**TASK TO CARRY OUT**
The copy should hold exactly the lines below from the one that contains "Target: white plaster surface" through the one that contains "Target: green lawn" and nothing else, so no pictures.

**LISTED RECORDS**
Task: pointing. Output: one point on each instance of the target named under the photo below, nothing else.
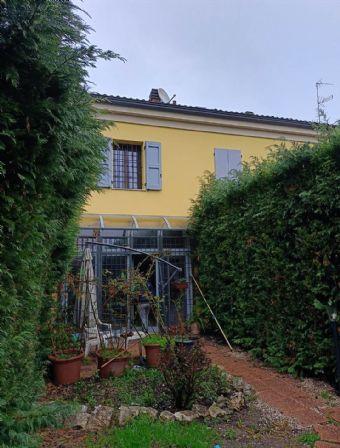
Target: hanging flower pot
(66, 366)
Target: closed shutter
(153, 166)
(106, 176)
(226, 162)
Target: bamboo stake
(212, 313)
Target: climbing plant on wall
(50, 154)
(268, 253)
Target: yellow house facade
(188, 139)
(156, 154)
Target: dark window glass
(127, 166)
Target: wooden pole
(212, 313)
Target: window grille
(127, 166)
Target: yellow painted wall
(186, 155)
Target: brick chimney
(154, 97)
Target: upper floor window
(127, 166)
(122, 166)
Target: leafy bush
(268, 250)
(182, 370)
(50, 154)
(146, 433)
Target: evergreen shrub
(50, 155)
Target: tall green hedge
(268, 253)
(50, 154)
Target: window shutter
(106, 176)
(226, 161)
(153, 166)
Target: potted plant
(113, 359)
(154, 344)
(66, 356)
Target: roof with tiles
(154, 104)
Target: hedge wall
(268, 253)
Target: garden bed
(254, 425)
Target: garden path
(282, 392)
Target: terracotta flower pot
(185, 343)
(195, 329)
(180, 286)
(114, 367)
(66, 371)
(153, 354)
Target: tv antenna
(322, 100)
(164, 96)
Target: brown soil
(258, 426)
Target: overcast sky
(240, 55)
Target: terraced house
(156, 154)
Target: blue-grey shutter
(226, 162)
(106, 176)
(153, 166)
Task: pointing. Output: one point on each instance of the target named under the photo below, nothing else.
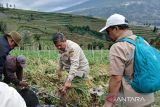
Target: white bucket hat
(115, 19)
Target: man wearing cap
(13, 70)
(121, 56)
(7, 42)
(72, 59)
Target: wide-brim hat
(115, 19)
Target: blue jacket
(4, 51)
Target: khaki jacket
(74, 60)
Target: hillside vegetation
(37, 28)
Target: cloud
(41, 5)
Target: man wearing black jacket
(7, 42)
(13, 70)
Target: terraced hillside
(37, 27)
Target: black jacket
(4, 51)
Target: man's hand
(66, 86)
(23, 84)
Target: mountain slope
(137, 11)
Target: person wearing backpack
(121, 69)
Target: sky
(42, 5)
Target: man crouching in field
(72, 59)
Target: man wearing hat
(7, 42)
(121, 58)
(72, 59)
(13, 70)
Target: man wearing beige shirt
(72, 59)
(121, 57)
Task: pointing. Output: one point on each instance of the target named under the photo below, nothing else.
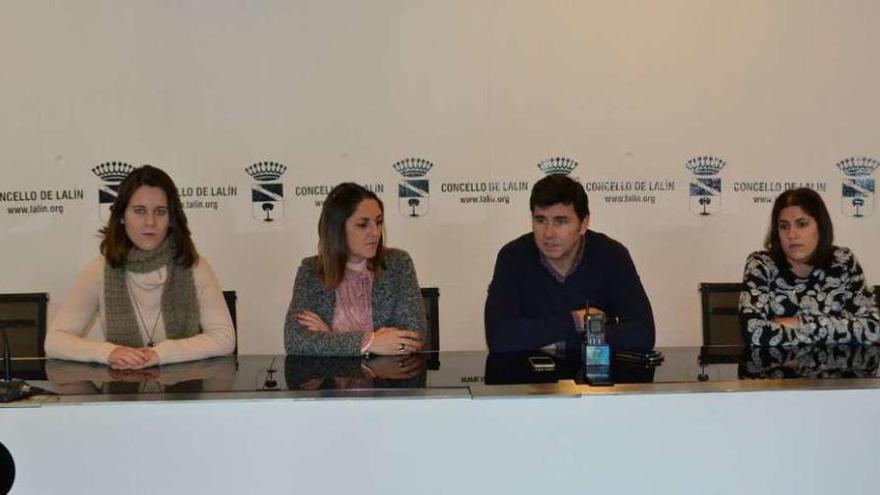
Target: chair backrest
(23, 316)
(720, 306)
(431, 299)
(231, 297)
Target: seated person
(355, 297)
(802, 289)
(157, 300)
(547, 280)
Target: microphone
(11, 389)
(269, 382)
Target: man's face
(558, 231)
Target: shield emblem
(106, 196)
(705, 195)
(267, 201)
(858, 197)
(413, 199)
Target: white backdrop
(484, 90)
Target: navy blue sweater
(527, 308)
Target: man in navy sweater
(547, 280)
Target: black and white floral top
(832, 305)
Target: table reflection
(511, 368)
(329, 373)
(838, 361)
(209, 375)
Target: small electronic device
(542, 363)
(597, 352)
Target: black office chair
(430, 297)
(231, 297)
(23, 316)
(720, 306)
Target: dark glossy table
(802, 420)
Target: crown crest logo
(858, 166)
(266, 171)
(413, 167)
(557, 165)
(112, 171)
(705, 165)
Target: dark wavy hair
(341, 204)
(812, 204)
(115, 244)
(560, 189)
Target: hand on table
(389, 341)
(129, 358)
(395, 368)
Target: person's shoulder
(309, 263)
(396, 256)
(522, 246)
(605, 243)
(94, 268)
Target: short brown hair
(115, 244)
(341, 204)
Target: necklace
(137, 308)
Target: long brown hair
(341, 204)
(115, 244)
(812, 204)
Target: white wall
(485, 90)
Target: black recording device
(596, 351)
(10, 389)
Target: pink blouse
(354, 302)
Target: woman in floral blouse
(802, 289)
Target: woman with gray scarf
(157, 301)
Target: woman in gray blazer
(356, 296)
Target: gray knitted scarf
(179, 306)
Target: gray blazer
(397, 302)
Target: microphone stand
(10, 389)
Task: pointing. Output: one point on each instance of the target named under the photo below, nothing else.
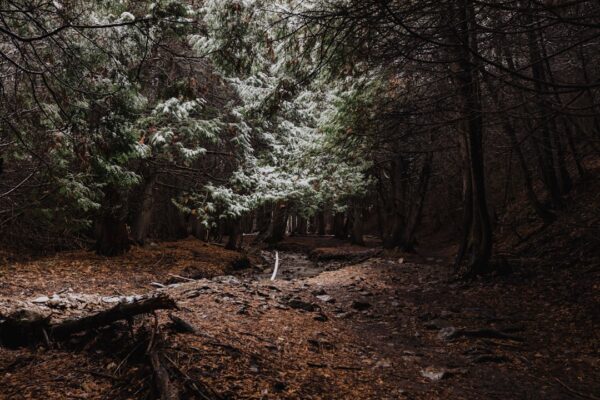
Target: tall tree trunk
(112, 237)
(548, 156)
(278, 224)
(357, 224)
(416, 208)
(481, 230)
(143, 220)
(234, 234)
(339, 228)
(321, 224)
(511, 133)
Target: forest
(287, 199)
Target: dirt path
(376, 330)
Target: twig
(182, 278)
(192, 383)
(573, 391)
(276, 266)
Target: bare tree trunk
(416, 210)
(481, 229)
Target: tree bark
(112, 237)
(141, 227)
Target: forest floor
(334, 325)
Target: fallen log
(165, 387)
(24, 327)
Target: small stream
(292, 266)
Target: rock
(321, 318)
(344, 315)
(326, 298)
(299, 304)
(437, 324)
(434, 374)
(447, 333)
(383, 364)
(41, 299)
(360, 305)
--
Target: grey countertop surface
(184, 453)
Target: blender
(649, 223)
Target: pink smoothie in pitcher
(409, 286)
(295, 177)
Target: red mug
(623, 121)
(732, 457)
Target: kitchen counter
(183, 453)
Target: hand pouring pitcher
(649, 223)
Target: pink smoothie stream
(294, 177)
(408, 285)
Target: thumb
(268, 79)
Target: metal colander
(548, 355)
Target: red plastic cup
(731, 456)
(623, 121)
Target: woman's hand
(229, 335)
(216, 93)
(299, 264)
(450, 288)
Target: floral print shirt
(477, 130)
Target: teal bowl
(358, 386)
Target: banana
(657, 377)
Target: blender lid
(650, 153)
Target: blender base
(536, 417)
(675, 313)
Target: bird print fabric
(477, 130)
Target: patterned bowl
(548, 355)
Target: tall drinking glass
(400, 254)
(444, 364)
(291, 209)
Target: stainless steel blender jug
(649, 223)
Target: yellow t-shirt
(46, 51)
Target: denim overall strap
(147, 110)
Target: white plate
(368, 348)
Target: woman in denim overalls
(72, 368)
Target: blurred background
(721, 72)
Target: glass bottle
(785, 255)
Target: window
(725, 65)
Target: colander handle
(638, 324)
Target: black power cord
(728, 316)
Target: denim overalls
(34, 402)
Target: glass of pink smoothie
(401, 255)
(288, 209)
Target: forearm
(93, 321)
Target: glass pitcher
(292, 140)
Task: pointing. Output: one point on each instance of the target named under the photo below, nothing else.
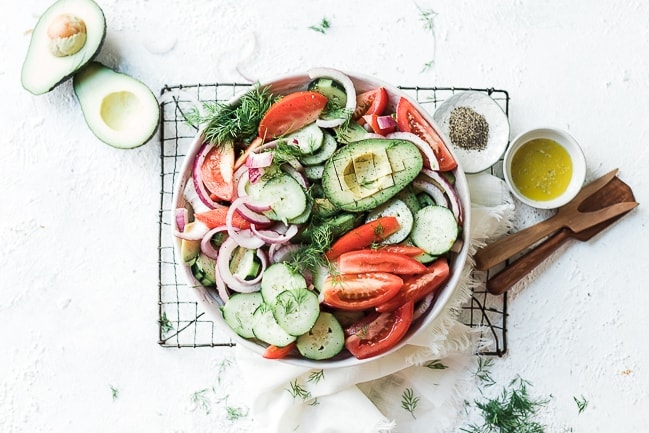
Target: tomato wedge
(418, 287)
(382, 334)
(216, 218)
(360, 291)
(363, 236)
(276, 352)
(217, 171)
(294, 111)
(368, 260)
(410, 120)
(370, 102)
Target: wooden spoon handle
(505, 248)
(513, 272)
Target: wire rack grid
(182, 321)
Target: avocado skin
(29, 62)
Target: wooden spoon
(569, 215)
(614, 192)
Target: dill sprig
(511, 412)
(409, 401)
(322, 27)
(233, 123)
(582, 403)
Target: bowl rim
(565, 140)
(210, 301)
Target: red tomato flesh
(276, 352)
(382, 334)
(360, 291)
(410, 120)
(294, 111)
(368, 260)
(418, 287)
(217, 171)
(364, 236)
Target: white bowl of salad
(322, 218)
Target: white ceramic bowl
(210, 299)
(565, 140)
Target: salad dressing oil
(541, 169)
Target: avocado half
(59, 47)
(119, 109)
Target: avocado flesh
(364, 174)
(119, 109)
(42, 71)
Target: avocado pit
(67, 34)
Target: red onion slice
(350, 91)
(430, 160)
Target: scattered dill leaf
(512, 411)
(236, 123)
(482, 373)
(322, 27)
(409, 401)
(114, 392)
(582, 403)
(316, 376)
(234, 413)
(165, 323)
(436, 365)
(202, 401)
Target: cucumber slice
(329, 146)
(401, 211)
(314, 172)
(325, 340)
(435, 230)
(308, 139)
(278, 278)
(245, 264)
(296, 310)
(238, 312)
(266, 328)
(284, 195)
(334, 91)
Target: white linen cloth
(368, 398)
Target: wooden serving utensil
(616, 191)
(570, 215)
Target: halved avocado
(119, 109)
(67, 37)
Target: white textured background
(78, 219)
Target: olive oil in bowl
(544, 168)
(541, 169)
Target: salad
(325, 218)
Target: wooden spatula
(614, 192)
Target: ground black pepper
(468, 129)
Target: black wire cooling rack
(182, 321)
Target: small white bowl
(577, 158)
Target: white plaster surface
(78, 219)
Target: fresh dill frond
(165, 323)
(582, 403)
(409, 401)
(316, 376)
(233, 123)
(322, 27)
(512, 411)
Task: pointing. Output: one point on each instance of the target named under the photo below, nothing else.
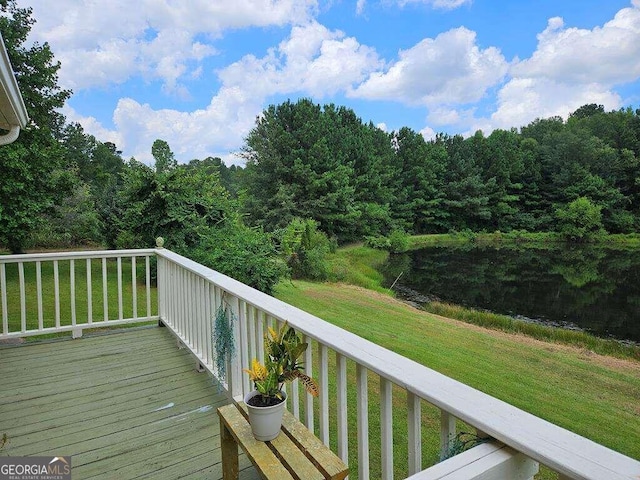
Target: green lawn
==
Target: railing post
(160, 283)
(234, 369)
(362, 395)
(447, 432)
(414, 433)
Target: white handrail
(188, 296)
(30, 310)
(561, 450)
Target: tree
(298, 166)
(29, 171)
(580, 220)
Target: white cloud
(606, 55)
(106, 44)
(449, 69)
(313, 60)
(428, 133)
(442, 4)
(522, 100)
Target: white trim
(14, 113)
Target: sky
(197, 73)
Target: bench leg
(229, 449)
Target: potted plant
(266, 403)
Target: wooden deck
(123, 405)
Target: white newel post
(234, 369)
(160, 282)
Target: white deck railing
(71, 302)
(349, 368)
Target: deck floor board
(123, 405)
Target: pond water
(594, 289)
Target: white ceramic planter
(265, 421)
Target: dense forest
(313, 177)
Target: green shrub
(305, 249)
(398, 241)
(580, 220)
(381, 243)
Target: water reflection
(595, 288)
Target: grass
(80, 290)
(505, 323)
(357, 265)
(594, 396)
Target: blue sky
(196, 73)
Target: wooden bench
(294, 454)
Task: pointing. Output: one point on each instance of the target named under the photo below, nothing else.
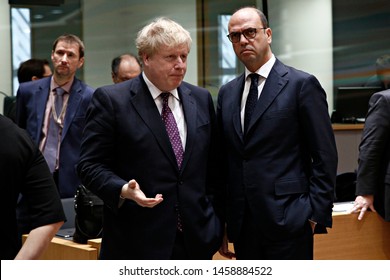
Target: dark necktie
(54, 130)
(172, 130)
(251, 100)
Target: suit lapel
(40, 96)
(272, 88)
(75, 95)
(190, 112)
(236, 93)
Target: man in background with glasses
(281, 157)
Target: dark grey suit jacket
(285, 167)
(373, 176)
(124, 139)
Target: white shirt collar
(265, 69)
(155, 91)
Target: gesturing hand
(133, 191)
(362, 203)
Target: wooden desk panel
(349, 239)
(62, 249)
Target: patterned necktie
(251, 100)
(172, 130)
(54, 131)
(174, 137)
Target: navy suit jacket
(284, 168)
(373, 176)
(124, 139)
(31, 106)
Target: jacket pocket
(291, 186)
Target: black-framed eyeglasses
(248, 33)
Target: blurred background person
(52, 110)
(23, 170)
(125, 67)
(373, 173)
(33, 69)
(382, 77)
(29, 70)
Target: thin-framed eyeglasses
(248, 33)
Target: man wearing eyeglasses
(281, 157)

**PROBLEM SOLUTION**
Target: white plaster surface
(78, 219)
Target: fresh dill frond
(165, 323)
(582, 403)
(409, 401)
(316, 376)
(233, 123)
(322, 27)
(512, 411)
Task: pointing. Output: one point on each instance of the target named under the photo below, nothing else.
Target: green lawn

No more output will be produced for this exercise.